THE TASKS
- A) Echo the passage on Yellott's triple correlation theorem from "However in practice, all" to "constants a and b.".
- B) List every letter that the passage on Yellott's triple correlation theorem uses as the name of a function.
- C) Pick up the passage on Yellott's triple correlation theorem after its final line and keep going.

EXCERPT PROVIDED
However in practice, all images must be finite. Yellott thought Julesz's arguments based on identical second-order ensemble statistics isn't quite right.
In his paper, Yellott proposed the Triple Correlation Uniqueness Theorem , which is very similar to Julesz's Conjecture and applicable to finite images. He also provided counter examples to Julesz's Conjecture with deterministic identical second-order statistics but is spontaneously discriminable.
If f is an image function with bounded support, and another image g has the same triple correlation function as that of f, then g(x,y)=f(x+a,y+b) for some pair of constants a and b.
A complete proof is too long to be necessary here. We briefly describe the steps of the proof and choose a 1-D image for simplicity.
Suppose two images f(x),g(x) have the same triple correlation function, the their Fourier tranforms F(u),G(u)satisfy the relationship:
F(u)F(v)F(-u-v)=G(u)G(v)G(-u-v)

EXTRACTED INFORMATION
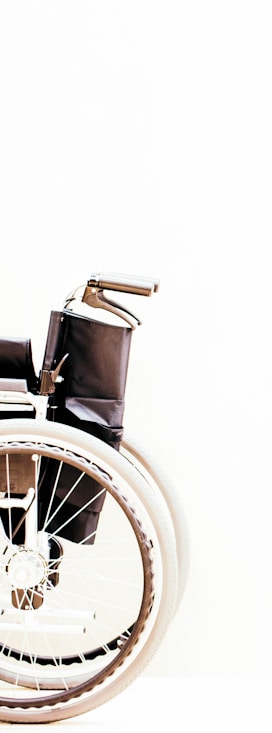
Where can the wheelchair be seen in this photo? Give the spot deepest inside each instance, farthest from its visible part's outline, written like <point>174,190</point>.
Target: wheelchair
<point>93,540</point>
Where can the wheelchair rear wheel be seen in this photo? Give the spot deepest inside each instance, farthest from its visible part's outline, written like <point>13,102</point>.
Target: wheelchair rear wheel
<point>79,619</point>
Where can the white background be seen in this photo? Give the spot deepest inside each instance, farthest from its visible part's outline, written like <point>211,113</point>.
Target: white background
<point>136,137</point>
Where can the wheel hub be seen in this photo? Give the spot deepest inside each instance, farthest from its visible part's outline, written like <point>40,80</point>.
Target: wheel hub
<point>26,569</point>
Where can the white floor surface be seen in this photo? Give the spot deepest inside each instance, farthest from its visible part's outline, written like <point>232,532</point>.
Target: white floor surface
<point>182,705</point>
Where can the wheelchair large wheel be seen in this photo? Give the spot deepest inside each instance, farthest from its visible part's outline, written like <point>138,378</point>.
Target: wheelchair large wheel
<point>79,619</point>
<point>154,474</point>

ANSWERS PER TASK
- A)
However in practice, all images must be finite. Yellott thought Julesz's arguments based on identical second-order ensemble statistics isn't quite right.
In his paper, Yellott proposed the Triple Correlation Uniqueness Theorem , which is very similar to Julesz's Conjecture and applicable to finite images. He also provided counter examples to Julesz's Conjecture with deterministic identical second-order statistics but is spontaneously discriminable.
If f is an image function with bounded support, and another image g has the same triple correlation function as that of f, then g(x,y)=f(x+a,y+b) for some pair of constants a and b.

- B) f, g, F, G

- C)
If u=v=0, then F(0)=G(0)
Without loss of generality, choose F(0)=G(0)=1, then treat f(x), g(x) as probability density function and F(u), G(u) as characteristic functions.
Choose v=-u, then | F(u) |=| G(u) |;
Consider the phase:
phase(G(u))+phase(G(v))-phase(G(u+v))=phase(F(u))+phase(F(v))-phase(F(u+v))
Let D(u)=phase(G(u))-phase(F(u))
D(u+v)=D(u)+D(v)
By the properties of characteristic functions, only solution for D(u) is D(u)=bu=2*pi*c*u
phase(G(u))=phase(F(u))+2*pi*c*u
G(u)=exp(i*2*pi*c*u)*F(u)
g(x)=f(x+c)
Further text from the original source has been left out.